* _THE RECORDS_
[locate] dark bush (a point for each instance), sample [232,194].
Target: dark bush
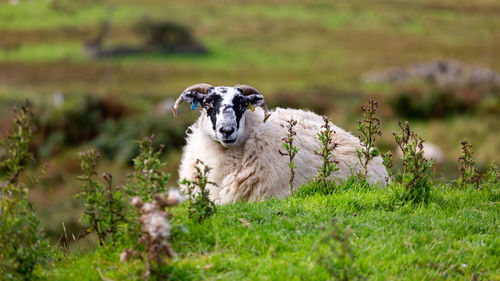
[77,121]
[116,139]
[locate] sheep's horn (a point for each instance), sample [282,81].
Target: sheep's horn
[201,88]
[249,90]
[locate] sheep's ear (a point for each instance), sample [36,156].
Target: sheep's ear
[191,96]
[255,99]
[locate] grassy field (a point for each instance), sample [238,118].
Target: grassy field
[454,237]
[305,54]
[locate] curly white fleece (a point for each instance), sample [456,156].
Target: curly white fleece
[254,170]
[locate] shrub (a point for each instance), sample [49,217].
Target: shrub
[22,245]
[291,150]
[200,206]
[147,178]
[156,230]
[370,129]
[103,203]
[417,171]
[387,161]
[325,151]
[468,175]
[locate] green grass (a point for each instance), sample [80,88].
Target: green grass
[456,235]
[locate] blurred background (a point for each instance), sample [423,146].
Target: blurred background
[104,74]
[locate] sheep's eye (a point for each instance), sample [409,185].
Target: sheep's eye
[208,104]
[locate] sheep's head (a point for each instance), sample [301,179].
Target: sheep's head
[225,108]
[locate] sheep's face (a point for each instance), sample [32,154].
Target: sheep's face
[225,108]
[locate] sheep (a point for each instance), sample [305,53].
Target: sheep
[241,146]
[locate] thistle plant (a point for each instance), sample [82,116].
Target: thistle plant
[156,230]
[103,203]
[468,175]
[290,150]
[325,150]
[147,178]
[369,128]
[387,161]
[22,244]
[417,171]
[200,206]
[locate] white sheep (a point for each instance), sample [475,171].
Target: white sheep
[242,148]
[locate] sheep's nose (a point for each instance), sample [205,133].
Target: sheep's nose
[226,130]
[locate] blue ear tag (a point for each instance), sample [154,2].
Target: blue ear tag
[194,105]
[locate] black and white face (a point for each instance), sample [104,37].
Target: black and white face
[225,110]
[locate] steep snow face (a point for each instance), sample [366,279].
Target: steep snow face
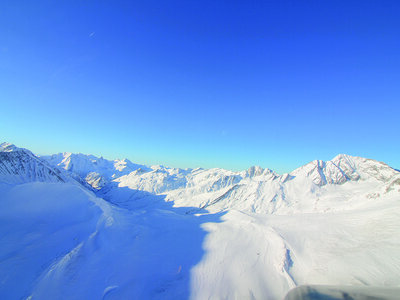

* _ASSIGNMENT_
Among the entries above, how many lines hold the string "snow"? Answer with the bare number.

* _WRITTEN SOLUTION_
2